Recorded data:
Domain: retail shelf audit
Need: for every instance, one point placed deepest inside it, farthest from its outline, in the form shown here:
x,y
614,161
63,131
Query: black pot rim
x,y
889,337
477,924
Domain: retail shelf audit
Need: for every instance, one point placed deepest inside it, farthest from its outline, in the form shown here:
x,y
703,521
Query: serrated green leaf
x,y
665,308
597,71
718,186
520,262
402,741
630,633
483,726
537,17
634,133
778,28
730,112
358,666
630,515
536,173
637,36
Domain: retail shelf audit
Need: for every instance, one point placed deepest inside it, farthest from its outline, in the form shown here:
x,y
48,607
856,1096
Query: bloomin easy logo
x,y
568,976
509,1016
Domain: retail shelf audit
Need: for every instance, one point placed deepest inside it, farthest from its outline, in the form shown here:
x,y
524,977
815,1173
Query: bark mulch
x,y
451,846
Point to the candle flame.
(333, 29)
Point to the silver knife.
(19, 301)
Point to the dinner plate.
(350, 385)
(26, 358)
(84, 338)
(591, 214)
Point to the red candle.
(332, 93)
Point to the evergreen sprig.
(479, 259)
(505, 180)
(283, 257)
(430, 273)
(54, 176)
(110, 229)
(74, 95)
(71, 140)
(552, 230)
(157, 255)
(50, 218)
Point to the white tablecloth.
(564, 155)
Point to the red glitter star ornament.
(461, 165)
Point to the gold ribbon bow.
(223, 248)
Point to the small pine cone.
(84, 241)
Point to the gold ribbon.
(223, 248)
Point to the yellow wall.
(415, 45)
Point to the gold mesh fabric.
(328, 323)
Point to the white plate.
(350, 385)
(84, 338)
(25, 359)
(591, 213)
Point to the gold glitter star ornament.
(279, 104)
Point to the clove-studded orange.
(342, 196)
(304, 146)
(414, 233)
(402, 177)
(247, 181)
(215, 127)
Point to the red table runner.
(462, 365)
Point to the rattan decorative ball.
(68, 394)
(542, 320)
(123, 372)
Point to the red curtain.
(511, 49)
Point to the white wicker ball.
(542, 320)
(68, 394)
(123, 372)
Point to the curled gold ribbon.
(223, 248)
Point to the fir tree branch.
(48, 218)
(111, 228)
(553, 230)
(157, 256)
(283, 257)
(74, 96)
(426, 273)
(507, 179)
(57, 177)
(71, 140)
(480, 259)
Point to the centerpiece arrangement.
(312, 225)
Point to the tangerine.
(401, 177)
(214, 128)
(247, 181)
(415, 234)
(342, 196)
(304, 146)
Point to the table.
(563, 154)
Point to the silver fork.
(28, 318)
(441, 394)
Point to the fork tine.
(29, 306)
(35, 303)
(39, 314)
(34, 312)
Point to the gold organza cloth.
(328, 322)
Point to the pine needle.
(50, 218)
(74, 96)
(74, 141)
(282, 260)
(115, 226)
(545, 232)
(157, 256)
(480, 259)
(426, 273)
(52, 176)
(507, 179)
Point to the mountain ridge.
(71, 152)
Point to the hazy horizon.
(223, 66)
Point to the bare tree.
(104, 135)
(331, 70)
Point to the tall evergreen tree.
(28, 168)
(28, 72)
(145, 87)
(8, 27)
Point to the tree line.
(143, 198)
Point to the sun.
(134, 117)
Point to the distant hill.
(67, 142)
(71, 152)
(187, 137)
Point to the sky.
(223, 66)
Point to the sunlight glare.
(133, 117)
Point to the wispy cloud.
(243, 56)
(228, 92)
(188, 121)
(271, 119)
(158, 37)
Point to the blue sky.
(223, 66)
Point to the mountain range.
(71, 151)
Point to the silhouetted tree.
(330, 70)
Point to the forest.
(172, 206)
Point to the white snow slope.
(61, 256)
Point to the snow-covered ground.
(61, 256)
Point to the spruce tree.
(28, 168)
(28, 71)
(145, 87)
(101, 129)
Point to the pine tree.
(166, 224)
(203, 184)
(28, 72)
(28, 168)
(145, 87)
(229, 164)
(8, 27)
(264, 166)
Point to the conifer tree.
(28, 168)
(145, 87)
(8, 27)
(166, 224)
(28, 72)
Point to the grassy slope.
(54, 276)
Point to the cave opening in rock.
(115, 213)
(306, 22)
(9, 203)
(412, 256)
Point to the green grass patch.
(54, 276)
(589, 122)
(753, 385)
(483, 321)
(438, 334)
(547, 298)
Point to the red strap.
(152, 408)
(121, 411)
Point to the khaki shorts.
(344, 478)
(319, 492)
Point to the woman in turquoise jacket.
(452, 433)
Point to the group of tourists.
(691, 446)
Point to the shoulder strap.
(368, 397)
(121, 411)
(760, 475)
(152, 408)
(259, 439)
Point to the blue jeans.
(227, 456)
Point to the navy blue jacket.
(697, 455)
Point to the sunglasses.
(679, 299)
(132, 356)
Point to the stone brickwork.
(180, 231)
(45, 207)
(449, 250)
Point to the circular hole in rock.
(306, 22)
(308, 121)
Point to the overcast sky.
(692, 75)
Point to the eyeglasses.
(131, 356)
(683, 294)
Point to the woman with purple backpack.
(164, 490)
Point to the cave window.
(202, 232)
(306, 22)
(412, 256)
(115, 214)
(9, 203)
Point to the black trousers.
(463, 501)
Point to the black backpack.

About this task: Each record must be duplicated exactly, with none missing.

Reply to the exercise:
Domain: retail shelf audit
Need: for every instance, one point placed deepest inside it, farthest from its outline, in the form shown here:
x,y
614,161
63,131
Query: black pot rim
x,y
889,337
477,924
Domain: retail shelf audit
Need: for every instance, one point placed deepest inside it, farthest from its outline, in the form shown here:
x,y
703,521
Query: serrated green leaf
x,y
665,308
597,71
718,186
520,262
402,741
630,633
483,726
537,17
634,133
778,28
730,112
358,666
630,515
536,173
637,36
Domain: retail shelf audit
Need: for every instance, one point placed deepest inside it, farthest from its outline, in the form shown here:
x,y
48,607
856,1096
Query: bloomin easy logo
x,y
568,976
509,1016
Domain: retail shelf audit
Need: for every instance, one point placed deepest inside it, farthest from its outline, in the form shown here:
x,y
524,977
815,1173
Query: bark mulch
x,y
451,846
Point to the candle flame.
(333, 29)
Point to the silver knife.
(19, 301)
Point to the dinner plate.
(350, 385)
(26, 358)
(84, 338)
(591, 214)
Point to the red candle.
(332, 93)
Point to the evergreen sprig.
(479, 259)
(505, 180)
(283, 257)
(430, 273)
(54, 176)
(110, 229)
(74, 95)
(71, 140)
(552, 230)
(157, 255)
(50, 218)
Point to the white tablecloth.
(564, 155)
Point to the red glitter star ornament.
(461, 165)
Point to the gold ribbon bow.
(223, 248)
Point to the small pine cone.
(84, 241)
Point to the gold ribbon.
(223, 248)
Point to the yellow wall.
(415, 45)
Point to the gold mesh fabric.
(328, 323)
Point to the white plate.
(350, 385)
(84, 338)
(25, 359)
(591, 213)
Point to the gold glitter star ornament.
(279, 104)
Point to the clove-studded orange.
(342, 196)
(304, 146)
(414, 233)
(402, 177)
(247, 181)
(215, 127)
Point to the red table runner.
(462, 365)
Point to the rattan decorative ball.
(68, 394)
(542, 320)
(123, 372)
Point to the red curtain.
(511, 49)
Point to the white wicker ball.
(542, 320)
(68, 394)
(123, 372)
Point to the curled gold ribbon.
(223, 248)
Point to the fir tree branch.
(48, 218)
(111, 228)
(553, 230)
(157, 256)
(283, 257)
(74, 96)
(426, 273)
(507, 179)
(57, 177)
(71, 140)
(480, 259)
Point to the centerpiece arrangement.
(312, 225)
Point to the tangerine.
(401, 177)
(214, 128)
(247, 181)
(415, 234)
(342, 196)
(304, 146)
Point to the table.
(563, 154)
Point to the silver fork.
(28, 318)
(441, 394)
Point to the fork tine.
(29, 306)
(35, 303)
(39, 314)
(34, 312)
Point to the gold organza cloth.
(328, 322)
Point to the pine needle.
(50, 218)
(74, 96)
(74, 141)
(282, 260)
(115, 226)
(545, 232)
(157, 256)
(480, 259)
(426, 273)
(52, 176)
(507, 179)
Point to the mountain ridge.
(71, 152)
Point to the hazy horizon.
(223, 66)
Point to the bare tree.
(104, 135)
(331, 70)
Point to the tall evergreen tree.
(28, 168)
(28, 72)
(145, 87)
(8, 27)
Point to the tree line.
(143, 198)
Point to the sun.
(134, 117)
Point to the distant hill.
(67, 142)
(71, 152)
(187, 137)
Point to the sky.
(223, 66)
Point to the sunlight glare.
(133, 117)
Point to the wispy cloud.
(243, 56)
(228, 92)
(188, 121)
(271, 119)
(158, 37)
Point to the blue sky.
(223, 66)
Point to the mountain range.
(71, 151)
Point to the silhouetted tree.
(330, 70)
Point to the forest.
(172, 206)
Point to the white snow slope.
(61, 256)
Point to the snow-covered ground.
(61, 256)
Point to the spruce tree.
(28, 168)
(28, 71)
(145, 87)
(101, 129)
Point to the pine tree.
(166, 224)
(203, 184)
(28, 72)
(28, 168)
(145, 87)
(229, 164)
(8, 27)
(264, 166)
Point to the conifer tree.
(28, 168)
(145, 87)
(8, 27)
(166, 224)
(28, 72)
Point to the grassy slope.
(54, 276)
Point to the cave opening in rock.
(115, 213)
(306, 22)
(9, 203)
(412, 256)
Point to the green grass patch.
(54, 276)
(589, 122)
(753, 385)
(483, 321)
(438, 334)
(547, 298)
Point to the red strap.
(152, 408)
(121, 411)
Point to the khaki shorts.
(344, 478)
(319, 492)
Point to the woman in turquoise jacket.
(452, 433)
Point to the group of tourists.
(691, 446)
Point to the shoulder strap.
(368, 397)
(121, 411)
(760, 475)
(152, 408)
(259, 439)
Point to the blue jeans.
(227, 456)
Point to the navy blue jacket.
(697, 455)
Point to the sunglasses.
(679, 299)
(132, 356)
Point to the stone brickwork.
(180, 231)
(45, 207)
(449, 250)
Point to the circular hole in rock.
(306, 22)
(308, 121)
Point to the overcast sky.
(692, 75)
Point to the eyeglasses.
(131, 356)
(683, 294)
Point to the woman with purple backpack.
(164, 490)
Point to the cave window.
(202, 232)
(306, 22)
(412, 256)
(115, 214)
(9, 203)
Point to the black trousers.
(463, 501)
Point to the black backpack.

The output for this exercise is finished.